Location annotation dataset excerpts
## begin

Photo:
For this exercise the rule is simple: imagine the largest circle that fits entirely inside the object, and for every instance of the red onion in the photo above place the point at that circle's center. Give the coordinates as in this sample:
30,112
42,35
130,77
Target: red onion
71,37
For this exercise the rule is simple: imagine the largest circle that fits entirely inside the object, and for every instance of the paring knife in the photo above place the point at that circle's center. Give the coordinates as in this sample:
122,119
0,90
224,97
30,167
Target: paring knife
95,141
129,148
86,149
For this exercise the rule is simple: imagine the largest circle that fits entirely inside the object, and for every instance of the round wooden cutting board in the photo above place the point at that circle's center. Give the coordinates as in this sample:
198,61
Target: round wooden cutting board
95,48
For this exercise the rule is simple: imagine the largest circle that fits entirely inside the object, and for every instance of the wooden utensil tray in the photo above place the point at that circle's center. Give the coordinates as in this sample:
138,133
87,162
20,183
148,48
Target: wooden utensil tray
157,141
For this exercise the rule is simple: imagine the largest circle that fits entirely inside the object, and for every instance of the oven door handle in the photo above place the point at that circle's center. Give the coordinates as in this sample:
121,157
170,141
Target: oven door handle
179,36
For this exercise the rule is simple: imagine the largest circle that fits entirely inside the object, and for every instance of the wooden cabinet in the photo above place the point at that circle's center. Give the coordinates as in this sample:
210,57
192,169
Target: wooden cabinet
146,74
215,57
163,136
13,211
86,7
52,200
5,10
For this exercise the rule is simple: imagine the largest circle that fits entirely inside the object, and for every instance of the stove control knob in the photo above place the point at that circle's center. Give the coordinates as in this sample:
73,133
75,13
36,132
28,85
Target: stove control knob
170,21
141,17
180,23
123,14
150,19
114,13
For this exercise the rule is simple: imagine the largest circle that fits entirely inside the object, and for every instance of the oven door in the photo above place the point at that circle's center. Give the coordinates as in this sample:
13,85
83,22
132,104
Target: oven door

## end

▸ **THE REQUEST**
Give every line of the records above as a numbered list, leaving out any blank lines.

▸ **SOLUTION TO THE PROBLEM**
1. Photo:
2. For this exercise the rule is simple: imagine the largest circle that fits entirely inside the object, and for every instance of the red onion in the photo above place the point at that circle's center. Give the coordinates as in this sample:
3. 30,112
4. 42,35
5. 130,77
6. Target: red onion
7. 71,37
8. For this exercise the rule is simple: imagine the largest circle that fits entirely inside the object, and for every instance of the paring knife in the photo above place the point at that circle's center. Give the coordinates as in this sample:
9. 122,119
10. 0,90
11. 224,97
12. 30,167
13. Target: paring knife
14. 95,141
15. 129,148
16. 86,149
17. For this exercise the rule is simple: imagine the largest circle that fits entirely inside the object, and for every instance of the round wooden cutting board in the photo above place the point at that circle's center. Give the coordinates as in this sample:
18. 198,61
19. Target: round wooden cutting board
20. 95,48
21. For this exercise the rule is simple: imagine the largest circle that fits entirely inside the object, and for every instance of the wooden utensil tray in the photo above place the point at that circle's center. Give the coordinates as in this sample:
22. 138,133
23. 87,162
24. 20,183
25. 148,48
26. Target: wooden utensil tray
27. 157,141
28. For this exercise the rule is simple: imagine the largest circle that fits entirely inside the object, and for every instance of the oven door handle in the photo above place the point at that circle's center. Give the coordinates as in this sample:
29. 121,157
30. 170,141
31. Target: oven door handle
32. 179,36
33. For this exercise the rule is simple: imagine the largest circle that fits entirely inside the object, and for every instance of the wooden cabinet in the photo above place the point at that circle's center. Give the coordinates as in this sample:
34. 210,57
35. 192,169
36. Target: wooden cabinet
37. 146,74
38. 215,57
39. 163,136
40. 13,211
41. 86,7
42. 52,200
43. 5,10
44. For this exercise the rule is simple: imagine the largest circle that fits entirely inside the object, and for every instance of the stove control knob in the photo above place the point at that circle's center. Give the coordinates as in this sample:
45. 73,133
46. 75,13
47. 36,132
48. 28,85
49. Target: stove control knob
50. 170,21
51. 141,17
52. 180,23
53. 123,14
54. 150,19
55. 114,13
56. For this exercise the rule is simple: imagine the largest circle that fits entirely inside the object, and for every instance of the oven door in the photo above place the point at that circle's center. Give the coordinates as in this sample:
57. 13,85
58. 83,22
59. 132,104
60. Target: oven door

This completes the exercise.